Find every line below that contains the word "stone" and copy each one. Match case exactly.

Stored rows:
■ ■ ■

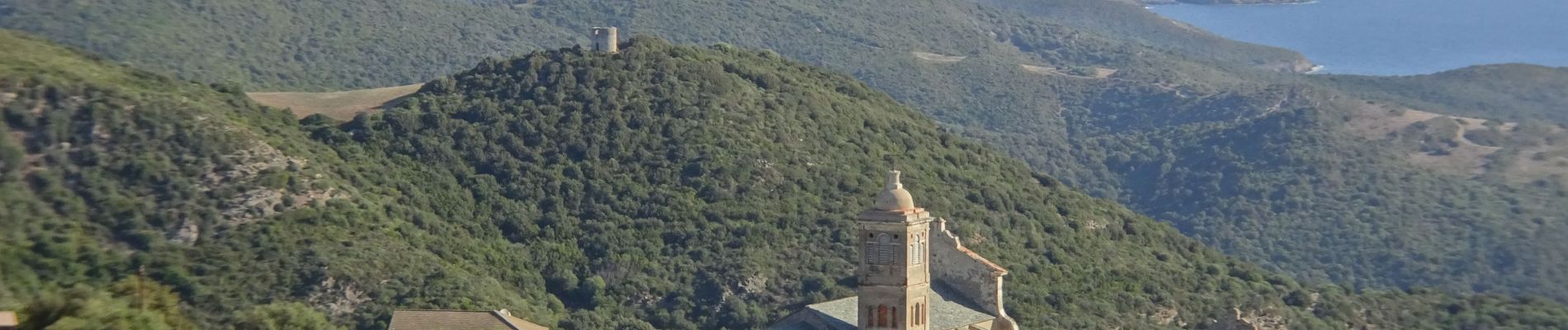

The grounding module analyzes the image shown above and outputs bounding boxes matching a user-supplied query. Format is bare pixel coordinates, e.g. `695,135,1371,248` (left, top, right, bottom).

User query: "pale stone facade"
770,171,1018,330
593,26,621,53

■ ■ ■

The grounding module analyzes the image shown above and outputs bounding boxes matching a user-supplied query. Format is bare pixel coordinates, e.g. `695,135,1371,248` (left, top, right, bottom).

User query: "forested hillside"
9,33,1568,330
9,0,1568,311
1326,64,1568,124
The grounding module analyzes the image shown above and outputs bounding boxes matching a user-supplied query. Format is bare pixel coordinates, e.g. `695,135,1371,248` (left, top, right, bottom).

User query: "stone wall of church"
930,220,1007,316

■ ■ ■

Exercise output:
User query: "pale stone facade"
User query: "stone wall of church"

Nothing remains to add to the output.